So that was Interim Maintenance. A bumpy start with two unplanned hospital admissions smoothed out along the road with two holidays, a weekend away by the seaside, and numerous happy days spent together in the sunshine. We knew this would be our best opportunity to get out and about with the girls, and it’s safe to say we achieved our aim of making the absolute most of Poppy’s wellness. We even made it back for the final day of pre-school before the summer break – a trip to Forest school to make dens and shelters, before returning for a party filled with food, music, bubbles and dancing. Poppy transformed from her dusty forest school outfit into her sparkly party dress, receiving many compliments along the way. Watching on from the sidelines, I was moved to happy tears by Poppy’s dancing during musical statues. The wild abandon with which she closed her eyes, threw her arms in the air and wiggled her hips was such a moment of pure joy, given away by the huge grin on her face. Quite simply, dancing like nobody’s watching. A good friend was there to hug me as the tears fell, and as I said to her, it’s rarely when Poppy is poorly that I cry, but the moments like these when she is doing the things she should be doing at her age. Her dancing took my breath away and will play like a video in my mind for a long time to come.
Graham and I have just returned from our first night away on our own in almost four years! The last being a heavily pregnant visit to Harptree Court, where I waddled around the grounds and ate my breakfast eggs well-done. This time, Cowley Manor was our location of choice, booked on a last minute whim the night before. We almost didn’t do it, but decided it was our last opportunity to do so for a while and some thinking time on our own would be welcome after our late night heart to hearts of late. The relentless nature of the last few months has been catching up with us and we don’t always have a chance to process everything that is happening to our family. Our days are filled with love and laughter with the girls by our side, and by the time the evening rolls around, we’re often too exhausted to delve deep into our thoughts.

• _Work task 1_: Can you reproduce the Interim Maintenance post word for word, starting with "Graham and I" and going on through "into our thoughts."?
• _Work task 2_: According to the Interim Maintenance post, why did Graham and the writer go ahead with the night away at Cowley Manor?
The data further down comes from a separate source and is unrelated to this text.

• _Supplied entries_:
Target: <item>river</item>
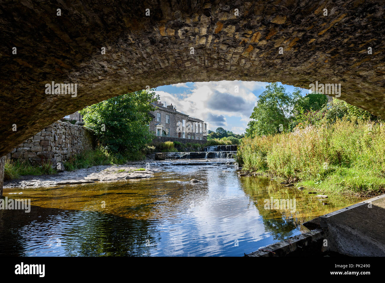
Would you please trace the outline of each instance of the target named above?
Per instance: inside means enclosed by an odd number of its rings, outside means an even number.
[[[219,163],[174,161],[145,179],[6,189],[3,197],[30,199],[32,207],[0,210],[0,255],[241,256],[363,200],[320,201],[264,177],[239,177],[233,159],[209,161]],[[265,209],[271,197],[295,199],[295,209]]]

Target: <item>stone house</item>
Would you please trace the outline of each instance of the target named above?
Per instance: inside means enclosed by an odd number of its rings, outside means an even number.
[[[165,107],[158,101],[154,104],[149,130],[157,137],[199,140],[207,139],[207,124],[199,119],[176,111],[172,104]]]

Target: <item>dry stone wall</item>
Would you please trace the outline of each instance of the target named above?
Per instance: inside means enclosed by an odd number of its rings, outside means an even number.
[[[8,154],[9,158],[29,160],[32,164],[65,161],[94,145],[93,134],[82,126],[58,121],[43,129]]]

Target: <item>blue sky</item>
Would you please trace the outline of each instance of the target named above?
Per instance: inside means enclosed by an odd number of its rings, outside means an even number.
[[[268,84],[241,81],[188,82],[158,87],[155,92],[166,105],[172,104],[177,111],[207,123],[208,130],[222,127],[242,134],[258,97]],[[292,86],[285,86],[287,92],[294,90]],[[303,89],[302,92],[305,95],[309,90]]]

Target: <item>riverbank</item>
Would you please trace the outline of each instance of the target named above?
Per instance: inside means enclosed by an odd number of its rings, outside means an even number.
[[[321,201],[262,176],[238,177],[231,158],[147,161],[127,166],[149,166],[151,178],[6,189],[8,199],[30,200],[31,211],[0,210],[0,254],[242,256],[362,200]],[[266,207],[272,198],[295,200],[295,207]]]
[[[385,127],[338,120],[293,132],[245,138],[237,162],[271,178],[327,193],[371,196],[385,192]]]
[[[124,165],[93,166],[53,175],[23,176],[17,180],[4,181],[4,188],[47,187],[148,178],[153,177],[154,172],[159,171],[155,168],[151,171],[146,170],[141,167],[143,163],[133,162]]]

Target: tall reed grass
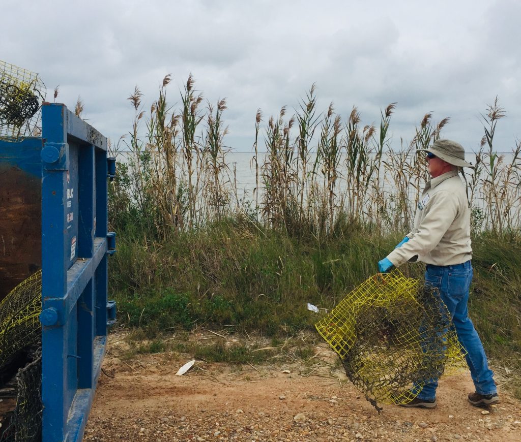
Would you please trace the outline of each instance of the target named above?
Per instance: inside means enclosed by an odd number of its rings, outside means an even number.
[[[252,198],[241,201],[225,147],[226,99],[203,107],[190,75],[176,109],[167,99],[169,83],[167,75],[147,113],[139,88],[129,98],[132,128],[118,148],[126,146],[131,158],[118,163],[111,189],[115,227],[144,228],[154,240],[238,215],[297,236],[341,235],[352,225],[382,233],[408,231],[428,179],[416,151],[430,146],[449,122],[436,123],[428,113],[410,142],[396,146],[390,135],[396,103],[382,111],[378,126],[366,125],[355,107],[346,119],[332,103],[319,110],[313,85],[296,109],[283,107],[264,131],[257,112],[251,163],[256,185]],[[521,228],[521,141],[507,162],[494,148],[504,116],[496,98],[483,115],[482,138],[476,134],[481,140],[476,167],[466,170],[476,232],[503,235]]]

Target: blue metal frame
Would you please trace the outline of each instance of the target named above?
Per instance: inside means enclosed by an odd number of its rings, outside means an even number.
[[[115,314],[107,139],[63,105],[42,106],[42,440],[79,441]]]

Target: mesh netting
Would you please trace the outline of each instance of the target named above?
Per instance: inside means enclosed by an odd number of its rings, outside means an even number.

• _Task solution 1_:
Graham and I have just returned from our first night away on our own in almost four years! The last being a heavily pregnant visit to Harptree Court, where I waddled around the grounds and ate my breakfast eggs well-done. This time, Cowley Manor was our location of choice, booked on a last minute whim the night before. We almost didn’t do it, but decided it was our last opportunity to do so for a while and some thinking time on our own would be welcome after our late night heart to hearts of late. The relentless nature of the last few months has been catching up with us and we don’t always have a chance to process everything that is happening to our family. Our days are filled with love and laughter with the girls by our side, and by the time the evening rolls around, we’re often too exhausted to delve deep into our thoughts.

• _Task solution 2_: They decided it was their last opportunity to do so for a while, and that some thinking time on their own would be welcome after their recent late-night heart-to-hearts. The relentless past few months had been catching up with them, and by evening they were often too exhausted to process everything happening to their family.